* INFORMATION SHOWN:
———

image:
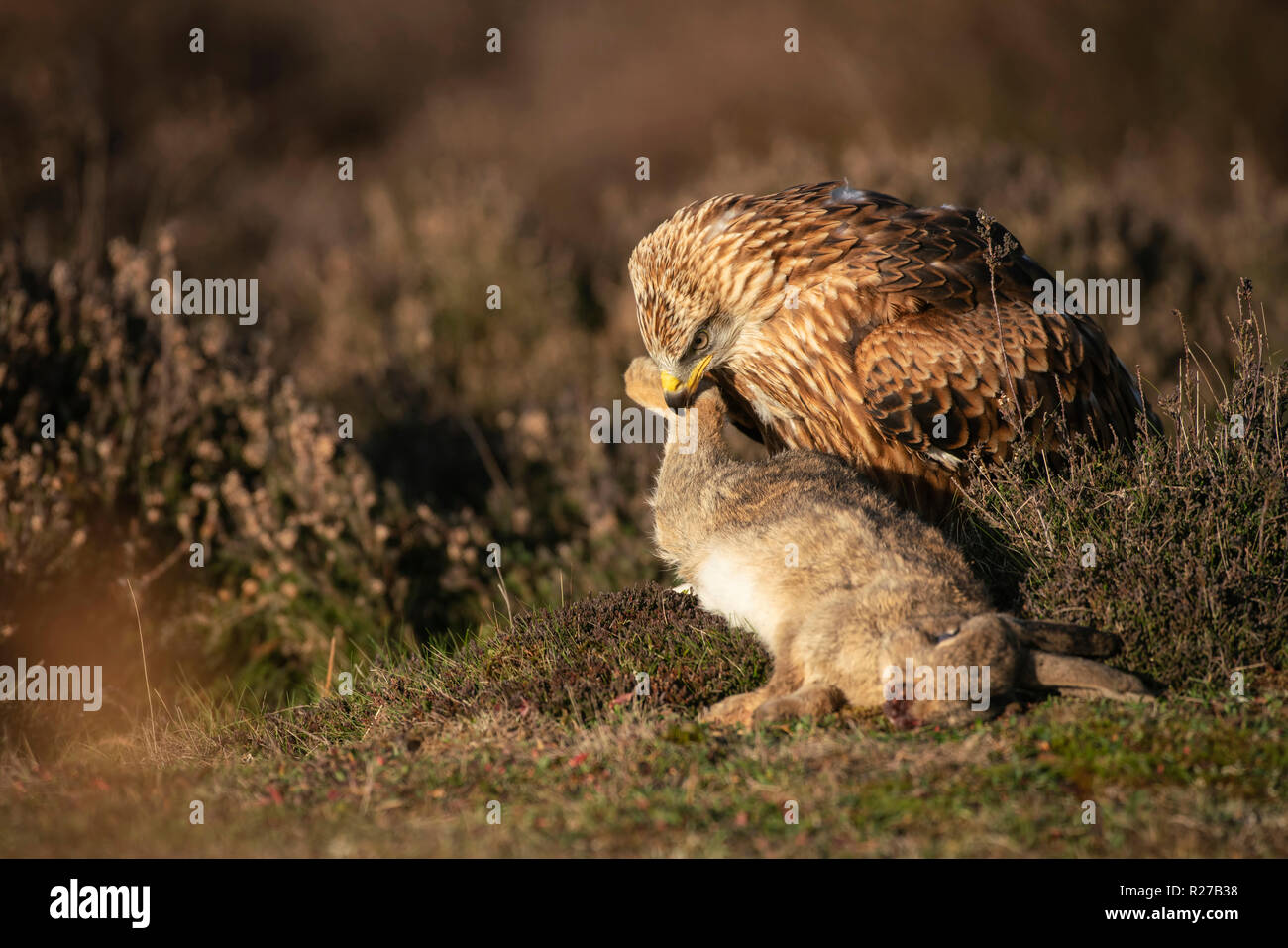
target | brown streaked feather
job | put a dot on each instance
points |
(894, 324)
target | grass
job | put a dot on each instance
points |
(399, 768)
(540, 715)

———

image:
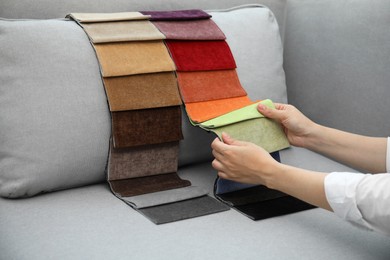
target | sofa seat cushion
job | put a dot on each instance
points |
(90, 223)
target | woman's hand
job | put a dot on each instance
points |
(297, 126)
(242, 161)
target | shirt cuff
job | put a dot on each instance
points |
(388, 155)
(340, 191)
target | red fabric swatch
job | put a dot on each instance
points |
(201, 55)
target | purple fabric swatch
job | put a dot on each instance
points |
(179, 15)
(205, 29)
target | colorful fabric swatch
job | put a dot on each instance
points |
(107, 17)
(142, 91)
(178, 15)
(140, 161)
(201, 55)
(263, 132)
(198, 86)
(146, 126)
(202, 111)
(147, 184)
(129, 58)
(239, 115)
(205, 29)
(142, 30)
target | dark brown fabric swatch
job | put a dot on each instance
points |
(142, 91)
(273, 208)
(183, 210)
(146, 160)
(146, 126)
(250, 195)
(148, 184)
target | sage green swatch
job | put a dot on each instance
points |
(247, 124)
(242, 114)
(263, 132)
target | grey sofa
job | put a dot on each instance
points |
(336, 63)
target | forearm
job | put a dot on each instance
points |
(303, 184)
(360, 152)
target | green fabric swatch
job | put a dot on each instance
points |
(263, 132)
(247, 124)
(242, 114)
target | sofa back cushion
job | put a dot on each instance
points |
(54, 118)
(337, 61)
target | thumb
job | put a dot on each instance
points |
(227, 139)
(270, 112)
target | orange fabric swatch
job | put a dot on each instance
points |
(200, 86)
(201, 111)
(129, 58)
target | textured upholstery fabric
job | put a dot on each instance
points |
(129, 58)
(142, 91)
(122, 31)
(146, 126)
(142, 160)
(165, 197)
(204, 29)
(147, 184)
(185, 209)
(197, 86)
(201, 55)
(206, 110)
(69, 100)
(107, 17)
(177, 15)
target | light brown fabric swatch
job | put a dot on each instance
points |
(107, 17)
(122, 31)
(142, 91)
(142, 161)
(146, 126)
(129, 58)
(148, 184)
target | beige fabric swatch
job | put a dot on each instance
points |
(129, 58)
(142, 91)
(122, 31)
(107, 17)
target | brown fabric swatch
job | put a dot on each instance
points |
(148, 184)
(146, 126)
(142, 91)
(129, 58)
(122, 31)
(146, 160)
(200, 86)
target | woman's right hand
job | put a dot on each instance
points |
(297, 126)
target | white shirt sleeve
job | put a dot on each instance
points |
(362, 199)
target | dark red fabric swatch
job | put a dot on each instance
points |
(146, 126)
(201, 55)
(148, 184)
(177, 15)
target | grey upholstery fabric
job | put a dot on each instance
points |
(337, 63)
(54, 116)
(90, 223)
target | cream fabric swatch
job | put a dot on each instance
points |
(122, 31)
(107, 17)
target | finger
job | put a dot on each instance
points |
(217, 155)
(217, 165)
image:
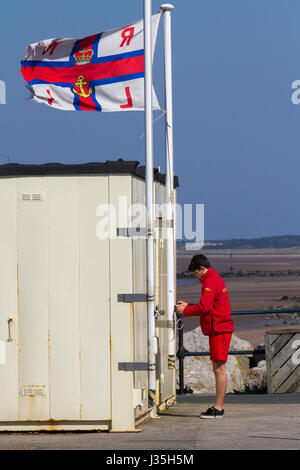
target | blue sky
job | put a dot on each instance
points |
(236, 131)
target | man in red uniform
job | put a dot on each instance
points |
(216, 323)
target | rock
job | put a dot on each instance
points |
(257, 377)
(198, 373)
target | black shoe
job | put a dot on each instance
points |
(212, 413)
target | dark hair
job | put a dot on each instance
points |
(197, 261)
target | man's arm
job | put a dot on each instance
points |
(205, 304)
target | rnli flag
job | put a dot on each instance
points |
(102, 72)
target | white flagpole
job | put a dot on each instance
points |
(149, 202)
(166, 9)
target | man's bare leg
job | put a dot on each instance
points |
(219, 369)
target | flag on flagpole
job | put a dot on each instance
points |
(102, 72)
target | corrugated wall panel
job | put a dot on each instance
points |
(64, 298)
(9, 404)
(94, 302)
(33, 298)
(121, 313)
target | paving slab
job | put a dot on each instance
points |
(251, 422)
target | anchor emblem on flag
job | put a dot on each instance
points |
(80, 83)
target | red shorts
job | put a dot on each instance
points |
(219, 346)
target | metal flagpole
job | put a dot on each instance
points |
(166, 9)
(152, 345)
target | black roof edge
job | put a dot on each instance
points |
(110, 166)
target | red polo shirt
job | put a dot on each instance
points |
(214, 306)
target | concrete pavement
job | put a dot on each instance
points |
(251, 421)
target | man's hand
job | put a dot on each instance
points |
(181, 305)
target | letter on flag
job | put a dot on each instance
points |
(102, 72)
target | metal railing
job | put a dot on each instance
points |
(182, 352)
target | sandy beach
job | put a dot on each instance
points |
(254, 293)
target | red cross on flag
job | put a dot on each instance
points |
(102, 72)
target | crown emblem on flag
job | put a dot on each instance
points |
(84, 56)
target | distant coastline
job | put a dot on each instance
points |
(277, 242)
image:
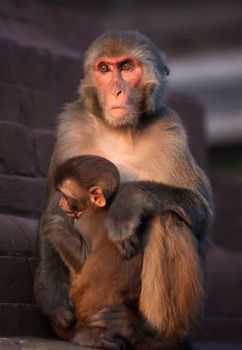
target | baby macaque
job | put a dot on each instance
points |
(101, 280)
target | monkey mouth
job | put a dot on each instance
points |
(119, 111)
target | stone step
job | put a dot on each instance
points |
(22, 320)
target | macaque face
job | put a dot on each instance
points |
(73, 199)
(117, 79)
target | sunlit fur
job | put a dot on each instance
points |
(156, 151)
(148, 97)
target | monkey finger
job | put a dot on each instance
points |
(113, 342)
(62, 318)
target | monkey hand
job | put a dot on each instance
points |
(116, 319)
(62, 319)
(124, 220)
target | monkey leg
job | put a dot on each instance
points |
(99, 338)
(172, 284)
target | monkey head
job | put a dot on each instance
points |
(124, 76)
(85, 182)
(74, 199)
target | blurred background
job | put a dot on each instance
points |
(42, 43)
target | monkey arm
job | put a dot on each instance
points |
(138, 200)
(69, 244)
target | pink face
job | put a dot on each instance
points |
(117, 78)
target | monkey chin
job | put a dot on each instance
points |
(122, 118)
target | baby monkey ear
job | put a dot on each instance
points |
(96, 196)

———

Locate every line in the records above that contains the word "monkey" and copy each one.

* COMPLETE ANSWER:
target | monkey mouth
target | monkey finger
target | monkey hand
target | monkey leg
target | monkey head
target | monkey arm
target | monkey chin
target | baby monkey ear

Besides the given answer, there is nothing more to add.